## The exercise:
How many lines of the data below contain the string "lite", counting only matches with the same case? Give the number alone.

[Pointing and labeling data]
Start

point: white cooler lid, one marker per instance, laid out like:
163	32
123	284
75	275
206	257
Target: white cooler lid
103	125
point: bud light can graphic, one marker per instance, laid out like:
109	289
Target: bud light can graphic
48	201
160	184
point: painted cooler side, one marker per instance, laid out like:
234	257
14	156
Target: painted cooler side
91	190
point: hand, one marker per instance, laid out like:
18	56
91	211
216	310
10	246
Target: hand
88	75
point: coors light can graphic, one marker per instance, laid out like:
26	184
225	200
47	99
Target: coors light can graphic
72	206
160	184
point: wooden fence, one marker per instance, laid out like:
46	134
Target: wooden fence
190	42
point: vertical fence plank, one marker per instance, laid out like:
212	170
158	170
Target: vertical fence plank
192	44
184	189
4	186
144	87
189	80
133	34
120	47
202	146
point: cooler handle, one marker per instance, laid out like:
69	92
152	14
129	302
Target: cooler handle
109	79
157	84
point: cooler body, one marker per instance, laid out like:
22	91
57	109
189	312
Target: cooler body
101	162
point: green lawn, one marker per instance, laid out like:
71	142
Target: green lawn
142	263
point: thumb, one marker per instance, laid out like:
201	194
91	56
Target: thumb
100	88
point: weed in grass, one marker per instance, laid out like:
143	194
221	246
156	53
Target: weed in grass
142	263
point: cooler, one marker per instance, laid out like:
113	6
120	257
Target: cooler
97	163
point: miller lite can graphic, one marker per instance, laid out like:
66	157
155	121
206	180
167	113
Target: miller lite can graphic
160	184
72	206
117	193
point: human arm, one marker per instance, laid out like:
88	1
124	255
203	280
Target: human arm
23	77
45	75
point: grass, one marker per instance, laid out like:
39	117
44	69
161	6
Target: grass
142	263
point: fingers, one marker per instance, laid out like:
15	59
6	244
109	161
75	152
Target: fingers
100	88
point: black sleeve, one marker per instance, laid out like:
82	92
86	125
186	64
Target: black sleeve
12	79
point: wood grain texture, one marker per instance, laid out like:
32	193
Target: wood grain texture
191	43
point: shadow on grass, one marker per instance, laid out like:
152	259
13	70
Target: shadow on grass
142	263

End
Start

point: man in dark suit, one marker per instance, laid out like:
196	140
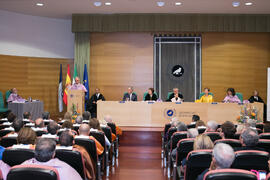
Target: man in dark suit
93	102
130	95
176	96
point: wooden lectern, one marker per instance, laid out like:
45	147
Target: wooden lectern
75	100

End

## Response below:
2